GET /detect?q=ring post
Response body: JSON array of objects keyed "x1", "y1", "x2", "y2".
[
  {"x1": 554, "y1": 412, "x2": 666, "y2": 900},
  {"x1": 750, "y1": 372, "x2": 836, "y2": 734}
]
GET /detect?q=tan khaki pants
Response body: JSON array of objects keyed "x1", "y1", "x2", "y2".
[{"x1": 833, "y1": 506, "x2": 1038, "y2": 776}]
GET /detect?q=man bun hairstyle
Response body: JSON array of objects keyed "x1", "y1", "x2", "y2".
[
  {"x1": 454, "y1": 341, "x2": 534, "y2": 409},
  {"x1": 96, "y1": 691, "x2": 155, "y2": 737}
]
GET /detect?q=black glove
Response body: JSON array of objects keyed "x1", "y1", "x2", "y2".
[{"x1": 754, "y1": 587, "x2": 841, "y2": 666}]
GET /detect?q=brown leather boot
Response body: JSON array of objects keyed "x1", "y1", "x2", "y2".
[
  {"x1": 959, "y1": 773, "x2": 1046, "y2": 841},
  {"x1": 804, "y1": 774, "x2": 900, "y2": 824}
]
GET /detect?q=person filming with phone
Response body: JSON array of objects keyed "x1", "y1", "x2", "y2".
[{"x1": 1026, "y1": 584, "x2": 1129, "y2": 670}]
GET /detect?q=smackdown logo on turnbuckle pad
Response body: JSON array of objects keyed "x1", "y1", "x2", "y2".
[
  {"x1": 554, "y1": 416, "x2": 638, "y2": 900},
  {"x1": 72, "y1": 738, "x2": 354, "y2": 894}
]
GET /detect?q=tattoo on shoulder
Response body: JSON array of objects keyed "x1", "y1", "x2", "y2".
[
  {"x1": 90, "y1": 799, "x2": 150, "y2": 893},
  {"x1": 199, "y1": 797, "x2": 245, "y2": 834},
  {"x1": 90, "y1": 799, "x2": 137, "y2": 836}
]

◆ ◆ ◆ ◆ ◆

#### [Aim of the task]
Please report how many lines in the entries above contain the string "detect", treating uppercase and lowercase as different. Reply with the number alone.

#### [Output of the exercise]
8